提问

现有一表ee，数据为:
employee_sn   vehicle_type   Cvehicle_type   time_money
-----------   ------------   -------------   ---------------------
400012             1                         4                           20.00
400027             1                         13                         65.00
400012             2                         2                           20.00
400027             2                         1                           10.00
使用如下语句：
    select   *     from   ee
    pivot
    (
        sum(cvehicle_type)
        for   vehicle_type   in  
      ([0],[1],[2],[3],[4],[5],[7])
    )     as   PVT
得到如下数据结果：
employee_sn   time_money                         0                       1                       2                       3
-----------   ---------------------   -----------   -----------   -----------   -----
400027             10.00                                   NULL                 NULL                 1                       NULL
400012             20.00                                   NULL                 4                       2                       NULL
400027             65.00                                   NULL                 13                     NULL                 NULL
大家可以发现。40012的两行记录给我合并成一行了，并且Time_money字段的值没有合计，而我的目的是要分两行给我显示出来。或者合并的时候把Time_money字段给我做个合计出行。

在线等待！！

大家帮帮忙啊！

Thanks!

USE TEST
go
IF OBJECT_ID('EE') IS NOT NULL

   drop table ee;
go
create table ee(employee_sn char(8),vehicle_type int,Cvehicle_type int,
                time_money money);
               
 go
 insert ee select'400012',1,4,$20.00
 union all select'400027',1,13,$5.00
 union all select'400012',2,2,$20.00
 union all select'400027',2,1,$10.00
 go
 select * from   ee
    pivot
    (
        sum(time_money)
        for   Cvehicle_type   in  
      ([4],[13],[2],[1])

▶ [列表]:
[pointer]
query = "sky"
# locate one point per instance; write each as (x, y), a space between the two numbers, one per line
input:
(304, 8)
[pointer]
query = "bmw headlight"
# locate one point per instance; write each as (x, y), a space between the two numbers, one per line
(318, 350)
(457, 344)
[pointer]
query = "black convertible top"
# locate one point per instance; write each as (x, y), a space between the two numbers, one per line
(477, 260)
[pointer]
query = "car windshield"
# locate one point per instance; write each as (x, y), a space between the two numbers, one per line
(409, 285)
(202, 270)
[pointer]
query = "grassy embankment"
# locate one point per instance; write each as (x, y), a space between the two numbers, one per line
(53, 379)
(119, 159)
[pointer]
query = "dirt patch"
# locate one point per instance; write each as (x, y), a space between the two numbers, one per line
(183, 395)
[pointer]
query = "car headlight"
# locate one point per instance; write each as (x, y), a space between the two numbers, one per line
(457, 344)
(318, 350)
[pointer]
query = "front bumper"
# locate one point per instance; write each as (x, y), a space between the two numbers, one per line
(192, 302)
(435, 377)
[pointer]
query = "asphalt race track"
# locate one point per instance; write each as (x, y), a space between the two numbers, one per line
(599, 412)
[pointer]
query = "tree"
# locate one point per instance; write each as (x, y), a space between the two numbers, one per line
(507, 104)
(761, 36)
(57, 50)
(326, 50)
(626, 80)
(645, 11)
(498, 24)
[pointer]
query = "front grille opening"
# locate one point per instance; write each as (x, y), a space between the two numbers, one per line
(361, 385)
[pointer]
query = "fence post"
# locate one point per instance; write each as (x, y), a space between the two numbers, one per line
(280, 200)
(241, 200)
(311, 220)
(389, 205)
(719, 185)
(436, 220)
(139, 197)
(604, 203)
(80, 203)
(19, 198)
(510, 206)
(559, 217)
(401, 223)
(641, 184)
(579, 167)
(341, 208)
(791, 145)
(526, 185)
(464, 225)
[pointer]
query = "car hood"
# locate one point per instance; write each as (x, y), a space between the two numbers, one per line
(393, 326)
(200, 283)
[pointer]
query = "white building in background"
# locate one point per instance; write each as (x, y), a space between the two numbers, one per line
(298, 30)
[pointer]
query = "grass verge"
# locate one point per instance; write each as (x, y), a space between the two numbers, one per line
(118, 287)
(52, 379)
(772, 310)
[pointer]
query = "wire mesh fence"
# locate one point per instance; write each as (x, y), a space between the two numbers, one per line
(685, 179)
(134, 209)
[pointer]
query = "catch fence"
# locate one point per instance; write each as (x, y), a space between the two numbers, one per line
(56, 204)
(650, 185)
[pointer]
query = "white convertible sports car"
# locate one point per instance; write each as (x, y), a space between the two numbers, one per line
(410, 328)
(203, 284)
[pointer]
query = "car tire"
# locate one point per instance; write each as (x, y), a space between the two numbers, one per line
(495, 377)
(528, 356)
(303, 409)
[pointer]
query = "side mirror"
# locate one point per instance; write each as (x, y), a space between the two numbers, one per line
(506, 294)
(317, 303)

▶ [问题]: 请把上面这篇关于 SQL PIVOT 行转列的论坛帖子原样完整摘录出来。

▶ [输出]:
提问

现有一表ee，数据为:
employee_sn   vehicle_type   Cvehicle_type   time_money
-----------   ------------   -------------   ---------------------
400012             1                         4                           20.00
400027             1                         13                         65.00
400012             2                         2                           20.00
400027             2                         1                           10.00
使用如下语句：
    select   *     from   ee
    pivot
    (
        sum(cvehicle_type)
        for   vehicle_type   in  
      ([0],[1],[2],[3],[4],[5],[7])
    )     as   PVT
得到如下数据结果：
employee_sn   time_money                         0                       1                       2                       3
-----------   ---------------------   -----------   -----------   -----------   -----
400027             10.00                                   NULL                 NULL                 1                       NULL
400012             20.00                                   NULL                 4                       2                       NULL
400027             65.00                                   NULL                 13                     NULL                 NULL
大家可以发现。40012的两行记录给我合并成一行了，并且Time_money字段的值没有合计，而我的目的是要分两行给我显示出来。或者合并的时候把Time_money字段给我做个合计出行。

在线等待！！

大家帮帮忙啊！

Thanks!

USE TEST
go
IF OBJECT_ID('EE') IS NOT NULL

   drop table ee;
go
create table ee(employee_sn char(8),vehicle_type int,Cvehicle_type int,
                time_money money);
               
 go
 insert ee select'400012',1,4,$20.00
 union all select'400027',1,13,$5.00
 union all select'400012',2,2,$20.00
 union all select'400027',2,1,$10.00
 go
 select * from   ee
    pivot
    (
        sum(time_money)
        for   Cvehicle_type   in  
      ([4],[13],[2],[1])